## Selected text
# # # #

Date: 22 December 2020

Subject: Investment agreement on directional principles of cooperation
in construction of Ostrołęka C Power Plant

Legal basis: Article 17(1) MAR – inside information

The Management Board of Energa SA (“Issuer”) informs that on 22 December
2020 it has signed with PKN ORLEN S.A. (“PKN ORLEN”) and Polskie
Górnictwo Naftowe i Gazownictwo S.A. (“PGNiG”) (“Parties”) an investment
agreement on directional principles of cooperation in construction of
gas power plant in Ostrołęka C Power Plant (“Investment agreement”),
(“Gas Project”). The Parties of the Investment agreement declared to
cooperate in realization of the Gas Project by setting up a new company
that will acquire selected assets and liabilities necessary to realize
the Gas Project, from Elektrownia Ostrołęka Sp. z o.o. headquartered in
Ostrołęka („EOC”). Acquisition of the selected assets and liabilities
necessary to realize the Gas Project will be possible thanks to the
agreement concluded between the EOC shareholders, i.e. ENERGA and ENEA
S.A., and EOC, about which the Issuer informed in current report No.
84/2020 of 22 December 2020.

In the Investment agreement signed today the Parties concluded that the
Issuer and PKN ORLEN will acquire jointly 51% of shares in the share
capital of the newly established company and the same percentage of the
total number of votes at its shareholders meeting, and PGNiG will
acquire the remaining 49% of shares in the share capital of the newly
established company and the same percentage of the total number of votes
at its shareholders meeting. Breakdown of the number of shares between
the Issuer and PKN ORLEN will be agreed separately by the Issuer and PKN
ORLEN during acquiring of the shares. Shares in the newly established
company will not be preferred and shareholding rights will be realized
according to the principles described in the Polish Commercial Companies
Code.

# # # #

## Stored data
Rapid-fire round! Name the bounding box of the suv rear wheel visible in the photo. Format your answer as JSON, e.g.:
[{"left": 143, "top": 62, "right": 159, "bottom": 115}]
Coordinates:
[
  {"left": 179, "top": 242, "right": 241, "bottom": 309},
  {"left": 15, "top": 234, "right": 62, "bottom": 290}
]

# # # #

## Given task
Extend the announcement about the Ostrołęka C investment agreement, starting right after its last sentence.

## Reply to the task
Moreover the Parties of the Investment agreement concluded the structure
of the newly established company, including principles of its shares
disposal, personal rights of its shareholders regarding appointments and
dismissals of members of the management and supervisory boards,
principles of voting rights execution on its corporate bodies meetings
and other principles of its functioning.

The limit of financial exposure of the Parties in the realization of the
Gas Project will be determined proportionally to the share in the share
capital of the newly established company.

The Parties assume that all factors enabling establishing of the new
company, including approvals of relevant antitrust authorities, will be
realized by 30 June 2021. Additionally, PGNiG will be able to join the
newly established company after conducting due diligence of the Gas
Project and obtaining PGNiG corporate bodies approvals.